(EXTRACT TO READ)
========

DragonflyBSD fast syscall support and x86 improvements
Attilio Rao
attilio at freebsd.org
Fri Jun 23 14:14:32 PDT 2006
2006/6/23, Matthew Dillon <dillon at xxxxxxxxxxxxxxxxxxxx>:
Well, insofar as preformance goes I only worry about 'modern' cpus,
meaning relatively recent cpus (last few years). So, for example,
I would consider trying to optimize for a P4 a waste of time.
I tend to agree with you. Experience, more than the tecnical
documents, teaches us that optimizations in earlier CPUs doesn't
provide enough improvements to justify the amount of work.
I do have some concerns re: getting reasonably equitable performance
across cpu vendors. My main experience is with AMD parts, and
generally speaking all synchronizing instructions cost about the same.
An SFENCE operation, for example, costs exactly the same as a locked
xchgl when the cpu has data it needs to flush (which is always if you
are trying to integrate a memory barrier with a locking mechanism of
some sort).
Yes, this is true for Intel CPUs too (I have some patches for FreeBSD
that replaces memory barriers code with p4-suitable one and my
benchmarks show pratically the same timeage for both kernels). However
this is just an example I did to show better what I mean. I think one
of the most interesting application of AMD/Intel extensions is about
using non-temporal hints in SMP architecture, in order to reduce snoop
traffic in cache/memory for massive usages of them.
Procedural patching has some merit, especially since both the CALL and
RET can be subsumed by the branch prediction cache, but my preference
is to inline a reasonably optimal operation and have it conditionally
call a procedure if it 'fails'. For example, take a look at our
spinlock functions in sys/spinlock2.h.
Procedural patching makes more sense for more complex procedures such
as bcopy(), and we use it for that.
This is not what I meant.

========

(Point labeling examples)
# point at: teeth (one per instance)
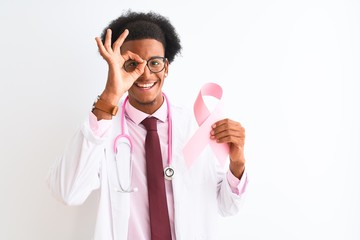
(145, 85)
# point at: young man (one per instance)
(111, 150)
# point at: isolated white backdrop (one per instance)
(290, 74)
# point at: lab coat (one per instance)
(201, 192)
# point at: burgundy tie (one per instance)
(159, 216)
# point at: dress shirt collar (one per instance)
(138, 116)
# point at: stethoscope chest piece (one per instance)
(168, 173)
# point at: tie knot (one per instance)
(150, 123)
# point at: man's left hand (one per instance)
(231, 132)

========

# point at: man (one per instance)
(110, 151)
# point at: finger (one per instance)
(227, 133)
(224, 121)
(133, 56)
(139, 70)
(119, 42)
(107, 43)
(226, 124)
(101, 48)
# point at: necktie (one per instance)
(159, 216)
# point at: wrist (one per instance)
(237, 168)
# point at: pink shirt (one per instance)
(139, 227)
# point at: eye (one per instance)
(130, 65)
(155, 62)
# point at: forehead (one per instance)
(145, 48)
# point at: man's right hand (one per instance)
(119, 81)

========

(PROBLEM SET)
• a. Answer these about the message on DragonflyBSD fast syscall support:
(i) Optimizing for which CPU is called a waste of time?
(ii) In which file are the spinlock functions to be found?
(iii) For what more complex procedure is procedural patching said to be used?
• b. From the message on DragonflyBSD fast syscall support, print the passage from "DragonflyBSD fast syscall" up to and including "waste of time.".
• c. Proceed with the message on DragonflyBSD fast syscall support from where it stops.
The rows are material separate from the message on DragonflyBSD fast syscall support.

(ANSWERS TO THE PROBLEMS)
• a.
(i) A P4.
(ii) sys/spinlock2.h.
(iii) bcopy().

• b.
DragonflyBSD fast syscall support and x86 improvements
Attilio Rao
attilio at freebsd.org
Fri Jun 23 14:14:32 PDT 2006
2006/6/23, Matthew Dillon <dillon at xxxxxxxxxxxxxxxxxxxx>:
Well, insofar as preformance goes I only worry about 'modern' cpus,
meaning relatively recent cpus (last few years). So, for example,
I would consider trying to optimize for a P4 a waste of time.

• c.
For run-time patching I was meaning a method that doesn't pay any
penalty about performance. Using a function pointer, for example, will
add an extra call/ret that wastes pipelines and prefetch buffers
(please note that a jmp doesn't solve your problems here).
A dumb way to do a real run-time patching is something similar (in pseudo code):
if (cpuid & BIT_SSE2) {
if (dest.size < orig.size)
panic();
memcpy(dest.addr, orig.addr, dest.size);
}
What I have in mind is a little bit more articulated, but it can't
solve the problem of inlined functions.
On my side, I'm pro-compiletime stubs, since I think if somebody
really cares about performance a kernel re-compiling is the better
thing.
:Once that we have choicen a method in order to apply changes, the
:first thing I would like to add (BTW, I don't know if it exists
:alredy) is sysenter/sysexit support replacing interrupt 0x80 (I have
:an item in the FreeBSD list for volounteers about it, since I think I
:would like to add it there too)
Hmm. Well, I'm not keen on the idea, unless a significant savings
in time -- at least 50ns, can be demonstrated. Even with
SYSENTER/SYSEXIT we still have to save most registers.
Yes, this is true but we totally replace IDT/GDT code, that is the
real bottleneck. Since the stack is in L1 when we pusha, we don't need
to care too much about it.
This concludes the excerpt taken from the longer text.